TEXT BLOCK:
Chair of the New York Democratic Party
- In office June 5, 2012 – May 21, 2014 Serving with Stephanie Miner (June 2012 – April 2014)
- Preceded by: Jay S. Jacobs
- Succeeded by: David Paterson

Member of the New York State Assembly from the 70th district
- In office January 3, 1993 – December 31, 2016
- Preceded by: Geraldine Daniels
- Succeeded by: Inez Dickens

Personal details
- Born: January 3, 1955 (age 71) New York City, New York, U.S.
- Party: Democratic
- Spouse: Susan Wright
- Children: 2, including Jordan
- Education: Tufts University (BA) Rutgers University, Newark (JD)

= Keith L. T. Wright =

American politician (born 1955)

Keith L. T. Wright (born January 3, 1955) is an American politician and a former member of the New York State Assembly. He was first elected to the assembly in 1992 and was re-elected eleven times.

In early 2007, he proposed a bill limiting retail sale of violent video games for individuals below 18 years of age. This proposed law stirred up controversy and protest amongst gamer communities. Wright is also the author of the bill to apologize for African slavery in New York, which was second only to South Carolina in the American slave trade, the first Northern State make such an apology. Wright is also credited with coining the term "Super-Duper Tuesday" in response to the shifting of New York's election primary date to the 5th of February. This is now the common terminology for the change of dates nationwide.

==Prior career==
Upon graduating from the Fieldston School, Wright attended Tufts University, where he made the Dean's Honor List. He received his Bachelor of Arts degree in 1977 and continued his educational career, obtaining a Juris Doctor from Rutgers University.

Prior to his election to the assembly, Wright was an associate in the Law Office of Ruffin E. Cotton Jr., specializing in corporate and securities law.

In 1983, he joined the staff of the Human Resources Administration (HRA) as Special Assistant to the General Counsel. He served in this capacity until 1986, leaving the HRA to assume a key position, Director of the Uptown Office, on the staff of then-Manhattan Borough President David Dinkins.

DATA BELOW:
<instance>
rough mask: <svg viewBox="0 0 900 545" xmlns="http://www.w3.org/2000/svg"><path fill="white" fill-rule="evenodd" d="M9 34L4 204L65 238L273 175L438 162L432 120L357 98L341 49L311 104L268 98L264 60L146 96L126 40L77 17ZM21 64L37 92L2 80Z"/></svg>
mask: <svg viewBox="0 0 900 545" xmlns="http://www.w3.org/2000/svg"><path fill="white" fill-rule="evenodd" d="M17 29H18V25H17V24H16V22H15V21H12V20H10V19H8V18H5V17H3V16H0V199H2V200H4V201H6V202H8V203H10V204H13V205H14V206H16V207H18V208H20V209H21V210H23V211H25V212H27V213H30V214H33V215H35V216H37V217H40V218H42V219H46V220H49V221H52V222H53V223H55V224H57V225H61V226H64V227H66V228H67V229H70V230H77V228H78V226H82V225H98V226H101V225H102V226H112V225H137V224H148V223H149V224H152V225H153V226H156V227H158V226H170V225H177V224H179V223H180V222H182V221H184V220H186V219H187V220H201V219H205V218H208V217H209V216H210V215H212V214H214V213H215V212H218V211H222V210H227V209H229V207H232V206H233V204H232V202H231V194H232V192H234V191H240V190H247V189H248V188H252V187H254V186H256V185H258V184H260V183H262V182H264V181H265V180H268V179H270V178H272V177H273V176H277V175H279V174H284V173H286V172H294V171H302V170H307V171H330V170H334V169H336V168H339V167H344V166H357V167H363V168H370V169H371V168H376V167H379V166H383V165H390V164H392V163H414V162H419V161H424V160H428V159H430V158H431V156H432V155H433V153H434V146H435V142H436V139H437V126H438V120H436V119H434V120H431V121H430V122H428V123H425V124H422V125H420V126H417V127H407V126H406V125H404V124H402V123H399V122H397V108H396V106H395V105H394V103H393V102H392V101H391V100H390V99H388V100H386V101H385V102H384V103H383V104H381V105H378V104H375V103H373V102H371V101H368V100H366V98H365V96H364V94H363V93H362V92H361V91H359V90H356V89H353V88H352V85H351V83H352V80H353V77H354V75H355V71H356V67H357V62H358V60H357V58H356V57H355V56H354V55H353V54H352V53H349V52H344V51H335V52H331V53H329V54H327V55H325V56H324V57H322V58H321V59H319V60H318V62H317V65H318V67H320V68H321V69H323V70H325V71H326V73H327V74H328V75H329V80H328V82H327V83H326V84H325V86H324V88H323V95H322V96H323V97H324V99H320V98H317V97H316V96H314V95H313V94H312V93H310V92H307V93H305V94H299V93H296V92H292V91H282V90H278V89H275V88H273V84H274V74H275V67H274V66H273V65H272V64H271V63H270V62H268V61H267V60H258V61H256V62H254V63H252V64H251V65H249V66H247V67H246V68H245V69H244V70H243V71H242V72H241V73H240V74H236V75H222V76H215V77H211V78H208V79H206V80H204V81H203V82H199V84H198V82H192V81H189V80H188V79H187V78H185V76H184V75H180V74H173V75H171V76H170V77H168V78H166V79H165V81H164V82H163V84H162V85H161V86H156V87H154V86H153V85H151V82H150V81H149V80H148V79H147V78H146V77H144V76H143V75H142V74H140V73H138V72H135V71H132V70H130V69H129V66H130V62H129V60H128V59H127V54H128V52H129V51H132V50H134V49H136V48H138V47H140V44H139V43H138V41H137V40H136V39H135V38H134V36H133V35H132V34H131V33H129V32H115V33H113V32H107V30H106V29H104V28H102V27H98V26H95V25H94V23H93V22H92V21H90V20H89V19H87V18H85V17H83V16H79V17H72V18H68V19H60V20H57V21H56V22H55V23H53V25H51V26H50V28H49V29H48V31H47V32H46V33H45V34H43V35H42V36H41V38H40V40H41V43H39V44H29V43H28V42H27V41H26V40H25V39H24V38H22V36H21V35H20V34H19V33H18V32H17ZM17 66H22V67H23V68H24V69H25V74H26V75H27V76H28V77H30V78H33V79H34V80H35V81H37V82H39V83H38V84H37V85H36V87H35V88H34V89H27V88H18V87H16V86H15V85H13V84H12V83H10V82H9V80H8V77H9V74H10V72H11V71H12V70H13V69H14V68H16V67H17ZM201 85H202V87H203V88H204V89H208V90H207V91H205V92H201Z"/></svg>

APPLY WHAT YOU READ:
- A) Translate this sentence from the biography of Keith L. T. Wright into Spanish: "In 1983, he joined the staff of the Human Resources Administration (HRA) as Special Assistant to the General Counsel."
- B) Write the next part of the biography of Keith L. T. Wright, picking up after its final sentence.

LIST OF ANSWERS:
- A) En 1983 se incorporó al personal de la Administración de Recursos Humanos (HRA) como asistente especial del consejero general.

- B)
Following Dinkins' successful bid for office of Mayor for the City of New York, Wright left city government for the position of Assistant Director of Government Relations at the New York City Transit Authority.

Wright's father was also politically active. He was New York State Supreme Court Justice Bruce M. Wright. Wright is married to the former Susan I. Gayles and they have two sons, Keith "Jared" and Jordan.

==New York Assembly==
Assemblyman Wright was a leader in the State Democratic party and chair of the New York State Assembly Housing Committee. During his tenure in the Assembly he also chaired key committees in the Assembly including; election law, social services and labor.

Assemblyman Wright's priorities cover a wide variety of issues, among them: the DREAM Act; improving access to historically underrepresented industries for women and minorities, raising the age of criminal responsibility so that 16- and 17-year-olds will no longer be inappropriately prosecuted as adults in New York State and expanding access to quality education for all children. As member of the Correction Committee and the Task Force on Criminal Justice Reform, Wright is a strong opponent of the death penalty and the Rockefeller Drug Laws. He is a strong advocate for criminal justice reform and following the Alberta Spruill incident, a case of mistaken identity that led to death when police stormed the wrong apartment, Wright introduced legislation that attempted reform "no knock" search warrants. Assemblyman Wright is a lifelong resident of Harlem and an active community member.

== New York County Democratic Committee==
Wright has served as Chair of the New York County Democratic Committee since September 2009 as well as the New York County Leader for Democratic Party, when he took over from 28-year incumbent Denny Farrell.

==New York City Council Democratic Primary Upset in June 2023 and Endorsement==

Wright supported the eventual winner of the Democratic Primary for the Harlem City Council seat in 2023, Yusef Salaam. Salaam was opposed by two members of the NY State Legislature Inez Dickens and Al Taylor.

==Bibliography==
- John C. Walker,The Harlem Fox: J. Raymond Jones at Tammany 1920:1970, New York: State University New York Press, 1989.
- David N. Dinkins, A Mayor's Life: Governing New York's Gorgeous Mosaic, PublicAffairs Books, 2013
- Rangel, Charles B.; Wynter, Leon (2007). And I Haven't Had a Bad Day Since: From the Streets of Harlem to the Halls of Congress. New York: St. Martin's Press.
- Paterson, David Black, Blind, & In Charge: A Story of Visionary Leadership and Overcoming Adversity. New York, New York, 2020
- Baker Motley, Constance Equal Justice Under The Law: An Autobiography, New York: Farrar, Straus, and Giroux, 1998.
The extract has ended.